[Dataset excerpts]
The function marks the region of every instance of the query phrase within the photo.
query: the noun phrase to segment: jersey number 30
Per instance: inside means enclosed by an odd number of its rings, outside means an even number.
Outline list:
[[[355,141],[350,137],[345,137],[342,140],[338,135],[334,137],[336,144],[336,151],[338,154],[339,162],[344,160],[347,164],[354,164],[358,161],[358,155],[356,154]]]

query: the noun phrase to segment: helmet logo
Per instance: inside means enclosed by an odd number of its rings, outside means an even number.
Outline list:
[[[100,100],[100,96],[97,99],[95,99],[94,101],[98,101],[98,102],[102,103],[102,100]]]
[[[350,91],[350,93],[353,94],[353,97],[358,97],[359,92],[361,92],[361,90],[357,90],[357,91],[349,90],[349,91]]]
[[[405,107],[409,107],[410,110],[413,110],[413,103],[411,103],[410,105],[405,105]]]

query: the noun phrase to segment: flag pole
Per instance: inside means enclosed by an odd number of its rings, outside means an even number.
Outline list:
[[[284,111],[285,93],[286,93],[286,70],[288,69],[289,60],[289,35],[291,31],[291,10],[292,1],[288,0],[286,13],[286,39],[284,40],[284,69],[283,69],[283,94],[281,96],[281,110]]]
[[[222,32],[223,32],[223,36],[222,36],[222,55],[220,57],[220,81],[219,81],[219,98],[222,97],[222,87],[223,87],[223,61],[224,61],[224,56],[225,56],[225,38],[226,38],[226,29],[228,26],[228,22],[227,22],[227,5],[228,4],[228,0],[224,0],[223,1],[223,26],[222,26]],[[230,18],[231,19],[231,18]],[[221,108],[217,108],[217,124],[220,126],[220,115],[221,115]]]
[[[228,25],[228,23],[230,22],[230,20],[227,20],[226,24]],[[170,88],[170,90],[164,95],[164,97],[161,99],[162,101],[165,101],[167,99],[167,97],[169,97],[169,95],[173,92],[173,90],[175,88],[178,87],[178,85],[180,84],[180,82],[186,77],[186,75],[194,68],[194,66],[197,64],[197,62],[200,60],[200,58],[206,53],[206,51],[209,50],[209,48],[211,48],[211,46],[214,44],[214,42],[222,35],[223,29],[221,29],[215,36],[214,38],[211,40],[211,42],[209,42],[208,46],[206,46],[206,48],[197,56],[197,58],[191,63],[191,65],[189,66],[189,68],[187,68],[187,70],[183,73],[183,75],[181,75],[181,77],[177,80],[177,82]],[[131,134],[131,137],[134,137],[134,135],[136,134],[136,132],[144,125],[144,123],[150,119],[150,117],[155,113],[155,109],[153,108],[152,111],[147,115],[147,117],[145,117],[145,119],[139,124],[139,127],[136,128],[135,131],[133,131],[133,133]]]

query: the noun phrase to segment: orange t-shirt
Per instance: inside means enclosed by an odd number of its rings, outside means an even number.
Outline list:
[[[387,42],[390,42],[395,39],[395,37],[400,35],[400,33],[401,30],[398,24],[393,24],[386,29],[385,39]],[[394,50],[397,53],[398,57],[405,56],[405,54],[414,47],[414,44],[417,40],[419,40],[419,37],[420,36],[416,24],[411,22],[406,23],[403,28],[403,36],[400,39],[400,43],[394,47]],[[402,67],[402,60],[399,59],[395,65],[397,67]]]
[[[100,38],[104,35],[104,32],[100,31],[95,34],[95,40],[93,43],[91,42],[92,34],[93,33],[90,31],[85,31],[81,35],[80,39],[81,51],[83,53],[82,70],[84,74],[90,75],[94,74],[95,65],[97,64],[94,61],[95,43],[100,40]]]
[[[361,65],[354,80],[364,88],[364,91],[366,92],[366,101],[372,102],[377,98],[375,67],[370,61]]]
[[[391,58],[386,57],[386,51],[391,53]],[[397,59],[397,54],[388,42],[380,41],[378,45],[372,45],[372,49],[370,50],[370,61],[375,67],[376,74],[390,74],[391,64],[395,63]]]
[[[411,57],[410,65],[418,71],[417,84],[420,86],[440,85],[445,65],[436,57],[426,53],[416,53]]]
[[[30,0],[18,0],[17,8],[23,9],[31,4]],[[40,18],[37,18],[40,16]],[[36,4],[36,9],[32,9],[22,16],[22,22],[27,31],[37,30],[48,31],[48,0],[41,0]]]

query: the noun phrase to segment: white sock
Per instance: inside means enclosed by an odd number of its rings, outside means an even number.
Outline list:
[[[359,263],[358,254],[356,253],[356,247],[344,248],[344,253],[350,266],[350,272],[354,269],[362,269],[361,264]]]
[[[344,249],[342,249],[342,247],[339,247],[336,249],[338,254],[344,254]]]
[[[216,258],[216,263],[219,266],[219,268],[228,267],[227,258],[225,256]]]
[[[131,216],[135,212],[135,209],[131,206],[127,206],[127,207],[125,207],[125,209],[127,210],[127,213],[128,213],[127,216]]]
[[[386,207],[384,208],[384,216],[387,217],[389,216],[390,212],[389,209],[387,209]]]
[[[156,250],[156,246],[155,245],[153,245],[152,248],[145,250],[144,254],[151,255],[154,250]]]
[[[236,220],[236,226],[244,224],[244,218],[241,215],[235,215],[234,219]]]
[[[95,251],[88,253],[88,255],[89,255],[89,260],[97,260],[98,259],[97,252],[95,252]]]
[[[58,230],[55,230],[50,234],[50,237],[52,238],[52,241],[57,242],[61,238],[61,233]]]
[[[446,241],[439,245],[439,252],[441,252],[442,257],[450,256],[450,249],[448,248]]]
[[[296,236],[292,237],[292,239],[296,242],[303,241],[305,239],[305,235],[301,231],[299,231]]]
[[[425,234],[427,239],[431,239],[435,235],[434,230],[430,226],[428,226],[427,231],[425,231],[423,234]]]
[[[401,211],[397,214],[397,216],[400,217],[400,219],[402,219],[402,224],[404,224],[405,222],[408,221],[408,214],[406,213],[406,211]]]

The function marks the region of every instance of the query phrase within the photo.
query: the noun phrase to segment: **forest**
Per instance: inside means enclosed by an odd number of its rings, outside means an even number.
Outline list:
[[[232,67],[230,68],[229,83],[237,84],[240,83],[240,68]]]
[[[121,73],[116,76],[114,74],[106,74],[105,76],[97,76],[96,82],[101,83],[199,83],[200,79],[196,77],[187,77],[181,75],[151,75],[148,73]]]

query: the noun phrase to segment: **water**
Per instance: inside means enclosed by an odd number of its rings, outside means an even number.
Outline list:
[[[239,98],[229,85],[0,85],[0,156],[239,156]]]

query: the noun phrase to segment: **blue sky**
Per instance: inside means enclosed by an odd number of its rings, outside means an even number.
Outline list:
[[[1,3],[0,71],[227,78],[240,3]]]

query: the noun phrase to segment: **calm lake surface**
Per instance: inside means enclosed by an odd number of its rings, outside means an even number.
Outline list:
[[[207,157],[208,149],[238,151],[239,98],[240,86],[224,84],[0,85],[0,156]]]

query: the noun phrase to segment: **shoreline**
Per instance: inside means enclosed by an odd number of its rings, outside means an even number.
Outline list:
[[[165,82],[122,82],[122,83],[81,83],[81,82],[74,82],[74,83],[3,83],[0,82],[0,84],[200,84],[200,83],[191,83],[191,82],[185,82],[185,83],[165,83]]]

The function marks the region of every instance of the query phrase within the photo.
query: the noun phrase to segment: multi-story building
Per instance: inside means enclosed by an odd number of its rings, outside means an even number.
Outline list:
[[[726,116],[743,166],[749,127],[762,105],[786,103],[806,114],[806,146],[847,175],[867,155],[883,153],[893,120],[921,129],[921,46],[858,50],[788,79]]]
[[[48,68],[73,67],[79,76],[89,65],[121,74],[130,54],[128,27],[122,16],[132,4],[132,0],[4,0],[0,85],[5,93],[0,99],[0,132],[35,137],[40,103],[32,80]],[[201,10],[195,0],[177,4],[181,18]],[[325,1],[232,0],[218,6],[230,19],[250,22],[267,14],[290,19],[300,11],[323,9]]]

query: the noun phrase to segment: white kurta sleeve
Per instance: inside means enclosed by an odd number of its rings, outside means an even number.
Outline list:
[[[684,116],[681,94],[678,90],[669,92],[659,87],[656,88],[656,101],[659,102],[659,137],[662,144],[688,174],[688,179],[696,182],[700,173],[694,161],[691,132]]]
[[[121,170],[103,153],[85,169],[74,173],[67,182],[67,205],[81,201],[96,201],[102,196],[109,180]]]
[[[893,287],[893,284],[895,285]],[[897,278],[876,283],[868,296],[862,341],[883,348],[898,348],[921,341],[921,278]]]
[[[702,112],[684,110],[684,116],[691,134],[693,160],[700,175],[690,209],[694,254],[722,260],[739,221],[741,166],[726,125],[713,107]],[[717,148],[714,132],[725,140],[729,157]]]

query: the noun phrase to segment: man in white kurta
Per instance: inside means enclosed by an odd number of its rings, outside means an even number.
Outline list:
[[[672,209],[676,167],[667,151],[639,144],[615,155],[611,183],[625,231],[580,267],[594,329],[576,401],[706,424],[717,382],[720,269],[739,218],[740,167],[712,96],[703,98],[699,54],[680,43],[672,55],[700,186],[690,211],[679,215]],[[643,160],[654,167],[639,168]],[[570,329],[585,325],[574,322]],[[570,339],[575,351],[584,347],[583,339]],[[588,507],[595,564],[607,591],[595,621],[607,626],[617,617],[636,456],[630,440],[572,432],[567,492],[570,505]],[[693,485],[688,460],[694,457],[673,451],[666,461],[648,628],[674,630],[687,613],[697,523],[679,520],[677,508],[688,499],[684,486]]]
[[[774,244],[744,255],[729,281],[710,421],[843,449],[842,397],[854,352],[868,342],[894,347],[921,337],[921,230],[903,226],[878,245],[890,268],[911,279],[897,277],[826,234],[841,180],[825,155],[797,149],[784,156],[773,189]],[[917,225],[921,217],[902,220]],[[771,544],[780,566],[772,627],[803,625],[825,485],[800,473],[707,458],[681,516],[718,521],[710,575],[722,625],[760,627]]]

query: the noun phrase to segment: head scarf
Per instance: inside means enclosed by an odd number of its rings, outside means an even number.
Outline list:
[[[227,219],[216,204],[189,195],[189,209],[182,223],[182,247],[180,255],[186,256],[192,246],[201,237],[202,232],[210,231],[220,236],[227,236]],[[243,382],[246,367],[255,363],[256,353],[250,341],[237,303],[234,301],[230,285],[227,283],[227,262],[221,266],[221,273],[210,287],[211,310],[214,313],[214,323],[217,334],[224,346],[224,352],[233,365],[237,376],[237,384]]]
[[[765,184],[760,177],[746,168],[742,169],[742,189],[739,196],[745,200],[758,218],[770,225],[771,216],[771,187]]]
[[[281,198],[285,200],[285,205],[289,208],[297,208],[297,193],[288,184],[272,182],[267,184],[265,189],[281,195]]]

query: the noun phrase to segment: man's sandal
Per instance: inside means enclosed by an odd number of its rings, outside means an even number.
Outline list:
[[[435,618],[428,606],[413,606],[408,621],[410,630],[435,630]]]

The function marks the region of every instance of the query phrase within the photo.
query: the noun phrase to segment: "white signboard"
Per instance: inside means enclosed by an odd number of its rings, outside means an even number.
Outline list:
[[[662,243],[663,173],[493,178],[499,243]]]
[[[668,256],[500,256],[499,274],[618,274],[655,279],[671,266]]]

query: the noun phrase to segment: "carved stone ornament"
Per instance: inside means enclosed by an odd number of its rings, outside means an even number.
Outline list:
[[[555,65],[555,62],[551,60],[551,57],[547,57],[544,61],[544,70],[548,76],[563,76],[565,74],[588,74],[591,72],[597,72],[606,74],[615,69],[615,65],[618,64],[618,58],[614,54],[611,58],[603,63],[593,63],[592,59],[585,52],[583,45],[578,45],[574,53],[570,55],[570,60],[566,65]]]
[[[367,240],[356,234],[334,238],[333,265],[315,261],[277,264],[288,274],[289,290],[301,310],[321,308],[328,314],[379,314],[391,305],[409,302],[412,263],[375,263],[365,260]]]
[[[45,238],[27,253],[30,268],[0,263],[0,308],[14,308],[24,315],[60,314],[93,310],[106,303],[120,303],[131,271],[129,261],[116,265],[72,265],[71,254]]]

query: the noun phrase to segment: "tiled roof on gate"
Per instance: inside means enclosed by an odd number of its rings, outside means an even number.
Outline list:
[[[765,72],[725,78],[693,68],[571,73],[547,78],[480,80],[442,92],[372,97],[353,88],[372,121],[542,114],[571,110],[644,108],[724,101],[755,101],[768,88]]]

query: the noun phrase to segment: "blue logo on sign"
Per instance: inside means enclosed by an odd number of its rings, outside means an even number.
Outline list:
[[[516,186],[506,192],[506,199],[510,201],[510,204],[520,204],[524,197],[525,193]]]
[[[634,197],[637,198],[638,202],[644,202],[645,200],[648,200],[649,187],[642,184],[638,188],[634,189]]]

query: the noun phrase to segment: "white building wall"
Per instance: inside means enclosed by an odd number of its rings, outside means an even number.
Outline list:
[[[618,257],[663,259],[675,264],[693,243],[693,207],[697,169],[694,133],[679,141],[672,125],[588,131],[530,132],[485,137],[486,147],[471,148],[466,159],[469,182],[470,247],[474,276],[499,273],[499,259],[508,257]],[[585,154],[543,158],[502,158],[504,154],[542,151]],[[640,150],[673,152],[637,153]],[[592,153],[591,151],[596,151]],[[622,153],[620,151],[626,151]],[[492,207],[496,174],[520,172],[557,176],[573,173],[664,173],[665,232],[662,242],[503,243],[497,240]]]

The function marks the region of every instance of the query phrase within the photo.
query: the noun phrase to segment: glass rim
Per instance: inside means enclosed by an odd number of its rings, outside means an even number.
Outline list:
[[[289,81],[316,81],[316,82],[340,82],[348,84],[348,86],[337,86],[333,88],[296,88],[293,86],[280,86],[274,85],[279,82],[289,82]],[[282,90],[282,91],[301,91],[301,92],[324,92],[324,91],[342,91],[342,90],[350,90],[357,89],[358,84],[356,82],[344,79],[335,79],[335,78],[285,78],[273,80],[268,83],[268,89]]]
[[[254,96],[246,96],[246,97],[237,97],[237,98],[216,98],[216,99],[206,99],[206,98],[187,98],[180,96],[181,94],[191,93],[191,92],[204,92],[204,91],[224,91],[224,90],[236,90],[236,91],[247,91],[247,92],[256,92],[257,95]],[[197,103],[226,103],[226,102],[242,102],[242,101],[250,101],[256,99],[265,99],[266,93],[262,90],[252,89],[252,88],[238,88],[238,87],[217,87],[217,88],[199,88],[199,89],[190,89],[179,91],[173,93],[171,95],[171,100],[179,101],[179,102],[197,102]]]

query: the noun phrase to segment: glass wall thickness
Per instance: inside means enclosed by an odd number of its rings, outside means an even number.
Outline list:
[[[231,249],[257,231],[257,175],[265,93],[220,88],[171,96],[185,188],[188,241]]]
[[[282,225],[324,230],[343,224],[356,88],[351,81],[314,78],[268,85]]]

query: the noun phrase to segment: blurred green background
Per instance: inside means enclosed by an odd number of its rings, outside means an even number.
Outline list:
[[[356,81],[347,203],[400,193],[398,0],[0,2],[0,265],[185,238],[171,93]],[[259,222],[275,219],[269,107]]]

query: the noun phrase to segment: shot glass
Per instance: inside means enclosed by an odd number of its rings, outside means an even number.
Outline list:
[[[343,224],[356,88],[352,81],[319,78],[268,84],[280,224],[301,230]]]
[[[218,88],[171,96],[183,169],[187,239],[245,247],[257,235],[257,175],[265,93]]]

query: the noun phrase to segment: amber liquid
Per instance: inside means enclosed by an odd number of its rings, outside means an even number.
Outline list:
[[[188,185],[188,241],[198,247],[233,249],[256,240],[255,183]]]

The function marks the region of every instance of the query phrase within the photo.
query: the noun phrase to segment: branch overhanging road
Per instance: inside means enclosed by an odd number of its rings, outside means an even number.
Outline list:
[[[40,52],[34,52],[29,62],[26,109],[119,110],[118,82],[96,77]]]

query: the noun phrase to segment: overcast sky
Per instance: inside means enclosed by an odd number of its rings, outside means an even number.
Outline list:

Task description |
Every line from the data above that contains "kurta" must appear in the answer.

Task output |
query: the noun phrase to segment: white kurta sleeve
query: the noun phrase to segment: man in white kurta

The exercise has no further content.